* Begin PROVIDED DATA *

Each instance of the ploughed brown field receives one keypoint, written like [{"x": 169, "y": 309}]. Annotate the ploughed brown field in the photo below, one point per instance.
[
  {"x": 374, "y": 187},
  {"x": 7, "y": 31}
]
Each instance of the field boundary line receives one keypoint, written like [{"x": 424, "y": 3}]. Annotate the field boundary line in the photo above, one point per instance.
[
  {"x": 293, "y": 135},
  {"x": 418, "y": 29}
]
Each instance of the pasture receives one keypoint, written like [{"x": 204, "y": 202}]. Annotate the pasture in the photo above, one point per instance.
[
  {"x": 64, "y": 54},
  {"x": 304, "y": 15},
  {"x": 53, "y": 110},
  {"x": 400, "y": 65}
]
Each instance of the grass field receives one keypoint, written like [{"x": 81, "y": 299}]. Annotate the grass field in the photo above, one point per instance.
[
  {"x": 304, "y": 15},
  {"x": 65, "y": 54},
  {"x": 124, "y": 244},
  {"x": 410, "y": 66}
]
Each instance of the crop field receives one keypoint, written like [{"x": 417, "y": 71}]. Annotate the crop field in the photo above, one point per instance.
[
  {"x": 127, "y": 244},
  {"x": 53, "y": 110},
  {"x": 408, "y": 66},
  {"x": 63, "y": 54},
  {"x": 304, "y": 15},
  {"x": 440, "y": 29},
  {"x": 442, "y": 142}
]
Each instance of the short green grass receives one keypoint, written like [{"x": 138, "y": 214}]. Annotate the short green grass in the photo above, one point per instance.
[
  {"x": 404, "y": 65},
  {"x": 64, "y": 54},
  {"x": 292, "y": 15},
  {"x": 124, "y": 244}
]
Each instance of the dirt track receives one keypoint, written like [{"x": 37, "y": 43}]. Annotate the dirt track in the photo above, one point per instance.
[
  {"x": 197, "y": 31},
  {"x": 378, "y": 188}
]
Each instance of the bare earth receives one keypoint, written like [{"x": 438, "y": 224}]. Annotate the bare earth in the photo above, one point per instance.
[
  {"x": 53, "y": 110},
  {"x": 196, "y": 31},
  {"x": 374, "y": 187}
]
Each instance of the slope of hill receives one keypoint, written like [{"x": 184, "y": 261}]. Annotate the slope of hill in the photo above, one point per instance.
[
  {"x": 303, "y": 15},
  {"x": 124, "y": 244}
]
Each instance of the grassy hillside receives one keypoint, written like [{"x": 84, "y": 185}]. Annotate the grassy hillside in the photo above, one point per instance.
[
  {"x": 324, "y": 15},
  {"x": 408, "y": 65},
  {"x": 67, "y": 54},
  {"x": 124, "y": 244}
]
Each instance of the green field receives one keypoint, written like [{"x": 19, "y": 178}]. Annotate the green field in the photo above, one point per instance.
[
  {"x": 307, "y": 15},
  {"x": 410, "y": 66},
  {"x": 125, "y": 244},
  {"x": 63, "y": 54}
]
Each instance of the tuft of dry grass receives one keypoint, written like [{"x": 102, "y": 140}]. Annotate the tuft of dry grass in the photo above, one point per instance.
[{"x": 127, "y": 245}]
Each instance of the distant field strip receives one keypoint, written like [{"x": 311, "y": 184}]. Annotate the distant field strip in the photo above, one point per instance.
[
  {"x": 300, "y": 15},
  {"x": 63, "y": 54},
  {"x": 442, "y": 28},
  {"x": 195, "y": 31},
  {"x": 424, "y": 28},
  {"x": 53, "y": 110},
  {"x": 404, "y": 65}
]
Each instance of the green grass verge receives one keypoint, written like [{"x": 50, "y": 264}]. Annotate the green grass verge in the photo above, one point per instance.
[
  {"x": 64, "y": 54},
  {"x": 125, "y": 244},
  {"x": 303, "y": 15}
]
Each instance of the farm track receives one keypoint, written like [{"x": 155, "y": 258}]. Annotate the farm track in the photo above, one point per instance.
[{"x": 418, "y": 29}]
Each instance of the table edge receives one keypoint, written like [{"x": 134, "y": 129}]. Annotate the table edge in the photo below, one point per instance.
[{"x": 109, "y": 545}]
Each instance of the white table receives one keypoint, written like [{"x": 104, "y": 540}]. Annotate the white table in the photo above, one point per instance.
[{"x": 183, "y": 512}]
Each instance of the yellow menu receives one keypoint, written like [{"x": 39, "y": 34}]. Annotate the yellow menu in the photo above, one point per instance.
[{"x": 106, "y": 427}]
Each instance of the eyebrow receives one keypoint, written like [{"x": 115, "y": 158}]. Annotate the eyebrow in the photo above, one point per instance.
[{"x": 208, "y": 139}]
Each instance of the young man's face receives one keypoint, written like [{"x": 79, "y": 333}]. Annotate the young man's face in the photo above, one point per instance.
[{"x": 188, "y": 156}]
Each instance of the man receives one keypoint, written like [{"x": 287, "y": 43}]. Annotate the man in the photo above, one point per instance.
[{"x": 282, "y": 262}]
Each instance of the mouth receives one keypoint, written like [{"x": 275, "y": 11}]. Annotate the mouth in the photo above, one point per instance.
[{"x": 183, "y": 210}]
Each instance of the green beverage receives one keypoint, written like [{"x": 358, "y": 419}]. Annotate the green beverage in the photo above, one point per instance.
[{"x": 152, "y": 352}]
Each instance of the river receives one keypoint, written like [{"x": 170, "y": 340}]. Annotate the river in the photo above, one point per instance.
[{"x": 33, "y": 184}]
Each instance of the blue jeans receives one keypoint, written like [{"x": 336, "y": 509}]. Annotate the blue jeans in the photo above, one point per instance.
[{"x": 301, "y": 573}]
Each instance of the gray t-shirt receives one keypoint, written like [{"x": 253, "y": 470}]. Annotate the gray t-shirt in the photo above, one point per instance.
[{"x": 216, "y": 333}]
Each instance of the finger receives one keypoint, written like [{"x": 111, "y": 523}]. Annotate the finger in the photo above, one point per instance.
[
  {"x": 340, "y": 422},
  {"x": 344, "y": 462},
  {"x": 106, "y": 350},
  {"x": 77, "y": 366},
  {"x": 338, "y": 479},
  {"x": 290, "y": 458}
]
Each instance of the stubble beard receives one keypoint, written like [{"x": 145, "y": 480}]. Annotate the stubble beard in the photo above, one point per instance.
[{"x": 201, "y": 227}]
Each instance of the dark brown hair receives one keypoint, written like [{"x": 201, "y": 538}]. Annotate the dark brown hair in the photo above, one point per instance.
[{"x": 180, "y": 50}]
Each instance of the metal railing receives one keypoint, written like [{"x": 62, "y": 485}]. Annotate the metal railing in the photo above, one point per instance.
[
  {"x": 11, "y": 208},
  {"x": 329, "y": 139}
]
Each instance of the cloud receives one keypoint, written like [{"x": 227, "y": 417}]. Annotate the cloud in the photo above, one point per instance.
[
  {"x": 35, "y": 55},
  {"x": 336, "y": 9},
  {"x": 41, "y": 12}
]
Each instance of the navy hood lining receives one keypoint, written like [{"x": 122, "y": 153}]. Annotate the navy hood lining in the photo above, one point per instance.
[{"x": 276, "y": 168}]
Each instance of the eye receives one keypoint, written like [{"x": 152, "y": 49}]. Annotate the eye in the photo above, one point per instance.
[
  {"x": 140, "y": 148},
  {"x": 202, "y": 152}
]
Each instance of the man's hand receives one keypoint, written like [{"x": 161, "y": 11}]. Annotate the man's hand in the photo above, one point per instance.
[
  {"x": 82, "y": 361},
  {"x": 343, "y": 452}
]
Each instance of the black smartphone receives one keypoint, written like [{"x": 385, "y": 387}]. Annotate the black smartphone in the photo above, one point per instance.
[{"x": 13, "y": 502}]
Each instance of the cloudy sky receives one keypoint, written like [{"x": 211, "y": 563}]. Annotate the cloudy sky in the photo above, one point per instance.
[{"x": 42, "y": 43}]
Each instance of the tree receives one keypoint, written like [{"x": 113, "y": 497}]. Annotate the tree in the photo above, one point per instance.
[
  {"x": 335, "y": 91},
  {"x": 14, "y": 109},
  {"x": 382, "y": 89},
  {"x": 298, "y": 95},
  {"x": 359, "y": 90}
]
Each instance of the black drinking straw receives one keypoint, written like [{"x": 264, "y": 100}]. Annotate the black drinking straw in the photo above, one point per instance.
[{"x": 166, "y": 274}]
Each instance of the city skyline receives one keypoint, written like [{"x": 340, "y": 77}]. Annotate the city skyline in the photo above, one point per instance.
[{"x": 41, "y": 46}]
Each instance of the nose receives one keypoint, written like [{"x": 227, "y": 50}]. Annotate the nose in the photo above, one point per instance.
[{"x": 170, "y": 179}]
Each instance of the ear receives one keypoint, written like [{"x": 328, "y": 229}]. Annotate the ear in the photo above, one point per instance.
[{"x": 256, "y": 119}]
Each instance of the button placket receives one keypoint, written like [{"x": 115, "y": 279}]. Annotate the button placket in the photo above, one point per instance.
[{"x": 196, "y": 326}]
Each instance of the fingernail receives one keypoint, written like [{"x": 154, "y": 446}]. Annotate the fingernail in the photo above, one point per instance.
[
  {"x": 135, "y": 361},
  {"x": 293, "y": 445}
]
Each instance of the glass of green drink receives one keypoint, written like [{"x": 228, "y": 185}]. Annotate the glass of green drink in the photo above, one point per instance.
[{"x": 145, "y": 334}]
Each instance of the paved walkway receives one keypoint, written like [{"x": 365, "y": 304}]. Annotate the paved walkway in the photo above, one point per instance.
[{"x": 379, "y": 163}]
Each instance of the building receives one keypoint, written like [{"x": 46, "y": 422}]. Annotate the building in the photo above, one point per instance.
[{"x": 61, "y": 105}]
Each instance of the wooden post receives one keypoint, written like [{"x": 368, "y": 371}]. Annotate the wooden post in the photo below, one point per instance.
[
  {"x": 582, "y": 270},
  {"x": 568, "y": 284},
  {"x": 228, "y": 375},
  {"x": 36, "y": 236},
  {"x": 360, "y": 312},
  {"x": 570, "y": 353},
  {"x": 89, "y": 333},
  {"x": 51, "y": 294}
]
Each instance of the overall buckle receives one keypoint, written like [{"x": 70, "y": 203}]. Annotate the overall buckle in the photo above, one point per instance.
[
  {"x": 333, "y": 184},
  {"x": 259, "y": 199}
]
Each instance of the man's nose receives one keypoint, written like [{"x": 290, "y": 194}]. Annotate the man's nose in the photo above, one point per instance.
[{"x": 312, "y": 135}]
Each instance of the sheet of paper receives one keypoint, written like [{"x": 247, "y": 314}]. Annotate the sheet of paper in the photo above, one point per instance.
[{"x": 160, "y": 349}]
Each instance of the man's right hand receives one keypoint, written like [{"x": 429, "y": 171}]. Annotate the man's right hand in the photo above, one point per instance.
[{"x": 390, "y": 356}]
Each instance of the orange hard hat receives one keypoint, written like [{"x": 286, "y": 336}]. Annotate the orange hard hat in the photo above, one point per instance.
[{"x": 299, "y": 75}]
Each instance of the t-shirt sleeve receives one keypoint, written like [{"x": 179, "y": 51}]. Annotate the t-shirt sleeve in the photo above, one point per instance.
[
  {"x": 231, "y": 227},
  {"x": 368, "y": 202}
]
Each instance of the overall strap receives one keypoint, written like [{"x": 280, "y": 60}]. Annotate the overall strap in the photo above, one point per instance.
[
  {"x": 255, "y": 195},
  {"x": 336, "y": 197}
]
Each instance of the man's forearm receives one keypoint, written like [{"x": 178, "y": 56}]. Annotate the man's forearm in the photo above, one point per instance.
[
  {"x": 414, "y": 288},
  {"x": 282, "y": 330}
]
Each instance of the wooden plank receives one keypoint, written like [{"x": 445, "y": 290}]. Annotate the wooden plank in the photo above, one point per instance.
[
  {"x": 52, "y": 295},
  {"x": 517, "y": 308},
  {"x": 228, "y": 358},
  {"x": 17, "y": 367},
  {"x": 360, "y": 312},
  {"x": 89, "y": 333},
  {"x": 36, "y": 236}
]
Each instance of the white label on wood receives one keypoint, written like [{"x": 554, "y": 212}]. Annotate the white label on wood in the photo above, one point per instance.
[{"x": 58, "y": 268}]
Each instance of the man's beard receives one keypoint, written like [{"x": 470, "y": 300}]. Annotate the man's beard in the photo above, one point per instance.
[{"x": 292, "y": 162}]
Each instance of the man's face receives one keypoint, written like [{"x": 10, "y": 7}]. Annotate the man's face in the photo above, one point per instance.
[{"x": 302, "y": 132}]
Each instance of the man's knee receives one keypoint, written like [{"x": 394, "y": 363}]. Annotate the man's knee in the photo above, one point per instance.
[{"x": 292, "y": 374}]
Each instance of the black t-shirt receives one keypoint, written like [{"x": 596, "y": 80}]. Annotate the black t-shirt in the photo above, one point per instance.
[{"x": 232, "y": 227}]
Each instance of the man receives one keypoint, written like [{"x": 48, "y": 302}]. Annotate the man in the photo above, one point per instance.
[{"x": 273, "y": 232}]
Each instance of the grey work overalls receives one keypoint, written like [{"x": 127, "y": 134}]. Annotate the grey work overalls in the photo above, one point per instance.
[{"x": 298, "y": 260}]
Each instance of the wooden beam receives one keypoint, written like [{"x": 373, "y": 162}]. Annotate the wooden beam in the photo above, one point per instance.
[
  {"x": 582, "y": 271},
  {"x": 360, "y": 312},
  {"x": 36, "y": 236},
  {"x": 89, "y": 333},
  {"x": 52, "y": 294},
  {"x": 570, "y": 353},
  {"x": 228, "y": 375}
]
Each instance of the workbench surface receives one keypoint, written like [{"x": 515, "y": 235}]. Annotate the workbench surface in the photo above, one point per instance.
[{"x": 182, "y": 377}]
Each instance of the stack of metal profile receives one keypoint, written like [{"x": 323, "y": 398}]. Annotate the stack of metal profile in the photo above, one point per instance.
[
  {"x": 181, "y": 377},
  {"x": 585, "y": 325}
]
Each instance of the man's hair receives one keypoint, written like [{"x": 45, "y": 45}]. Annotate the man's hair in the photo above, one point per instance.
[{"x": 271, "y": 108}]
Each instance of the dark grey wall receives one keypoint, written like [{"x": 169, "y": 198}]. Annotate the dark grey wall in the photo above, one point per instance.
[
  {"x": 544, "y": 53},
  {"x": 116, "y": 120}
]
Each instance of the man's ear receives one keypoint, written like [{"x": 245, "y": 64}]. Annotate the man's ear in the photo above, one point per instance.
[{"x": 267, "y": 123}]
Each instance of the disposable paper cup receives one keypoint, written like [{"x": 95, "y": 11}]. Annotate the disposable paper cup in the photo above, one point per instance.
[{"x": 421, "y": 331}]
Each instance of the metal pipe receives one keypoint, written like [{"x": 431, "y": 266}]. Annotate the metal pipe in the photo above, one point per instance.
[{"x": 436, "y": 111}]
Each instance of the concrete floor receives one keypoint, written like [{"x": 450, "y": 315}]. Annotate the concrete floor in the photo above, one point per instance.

* End PROVIDED DATA *

— TASK INSTRUCTIONS —
Rewrite the lines from the one containing "Each instance of the man's ear" through the last line, substituting "steel pipe" for "metal pipe" and leaving everything else unchanged.

— ANSWER IN FULL —
Each instance of the man's ear receives one keypoint, written like [{"x": 245, "y": 64}]. Annotate the man's ear in the photo above, one point per instance.
[{"x": 267, "y": 123}]
Each instance of the disposable paper cup receives one keypoint, written like [{"x": 95, "y": 11}]. Annotate the disposable paper cup in the photo above, one point per instance.
[{"x": 421, "y": 331}]
Each instance of the steel pipe receives one keypoint, written like [{"x": 431, "y": 266}]. Annotate the steel pipe in the photo above, one point per instance.
[{"x": 436, "y": 111}]
Each instance of the concrete floor receives one keypoint, written like [{"x": 450, "y": 315}]. Annotate the concrete floor in the photo above, one point per instance.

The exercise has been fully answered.